» RAW DATA:

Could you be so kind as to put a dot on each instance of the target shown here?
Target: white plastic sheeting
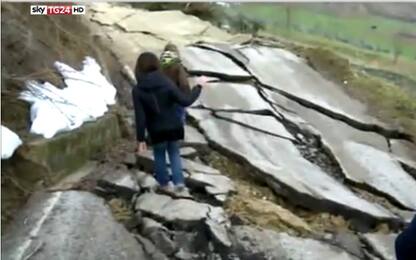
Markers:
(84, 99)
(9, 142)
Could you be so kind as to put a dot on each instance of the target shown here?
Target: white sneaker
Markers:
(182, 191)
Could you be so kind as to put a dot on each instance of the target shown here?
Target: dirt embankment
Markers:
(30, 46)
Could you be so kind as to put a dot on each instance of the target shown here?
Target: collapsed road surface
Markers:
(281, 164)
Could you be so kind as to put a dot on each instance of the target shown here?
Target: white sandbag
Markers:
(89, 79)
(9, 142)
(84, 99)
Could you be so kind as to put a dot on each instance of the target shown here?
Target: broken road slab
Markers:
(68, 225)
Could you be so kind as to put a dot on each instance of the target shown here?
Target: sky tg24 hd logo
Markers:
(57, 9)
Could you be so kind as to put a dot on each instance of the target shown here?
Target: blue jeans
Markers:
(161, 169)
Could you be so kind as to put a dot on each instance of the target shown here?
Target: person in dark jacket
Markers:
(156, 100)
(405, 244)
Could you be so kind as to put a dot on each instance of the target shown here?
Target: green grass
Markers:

--

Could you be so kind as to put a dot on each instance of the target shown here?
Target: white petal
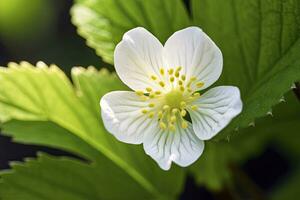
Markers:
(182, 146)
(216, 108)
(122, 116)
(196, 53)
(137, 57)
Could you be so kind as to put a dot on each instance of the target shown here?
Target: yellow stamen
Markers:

* * *

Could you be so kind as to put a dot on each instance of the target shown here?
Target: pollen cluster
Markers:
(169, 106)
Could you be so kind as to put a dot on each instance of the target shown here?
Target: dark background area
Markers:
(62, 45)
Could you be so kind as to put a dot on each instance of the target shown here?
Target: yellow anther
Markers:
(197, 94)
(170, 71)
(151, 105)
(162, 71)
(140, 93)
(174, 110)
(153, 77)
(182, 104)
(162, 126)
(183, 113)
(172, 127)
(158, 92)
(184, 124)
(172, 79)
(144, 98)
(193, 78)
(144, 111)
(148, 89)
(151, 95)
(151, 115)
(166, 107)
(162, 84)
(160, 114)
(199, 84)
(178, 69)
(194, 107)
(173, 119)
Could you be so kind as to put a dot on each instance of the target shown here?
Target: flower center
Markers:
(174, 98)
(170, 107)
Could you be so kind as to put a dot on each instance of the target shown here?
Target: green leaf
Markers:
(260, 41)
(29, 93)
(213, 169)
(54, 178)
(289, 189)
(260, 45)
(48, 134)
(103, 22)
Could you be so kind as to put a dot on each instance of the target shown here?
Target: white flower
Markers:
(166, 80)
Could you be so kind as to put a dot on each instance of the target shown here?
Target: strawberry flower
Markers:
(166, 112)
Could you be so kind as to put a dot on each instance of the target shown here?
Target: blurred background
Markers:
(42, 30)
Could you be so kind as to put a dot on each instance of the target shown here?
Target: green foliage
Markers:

» TASK TO COMPLETE: Collect each line of the rows above that contains the word "white".

» RESPONSE TO THE EXERCISE:
Target: white plastic sheeting
Target: white sneaker
Target: white sandbag
Target: white petal
Target: white flower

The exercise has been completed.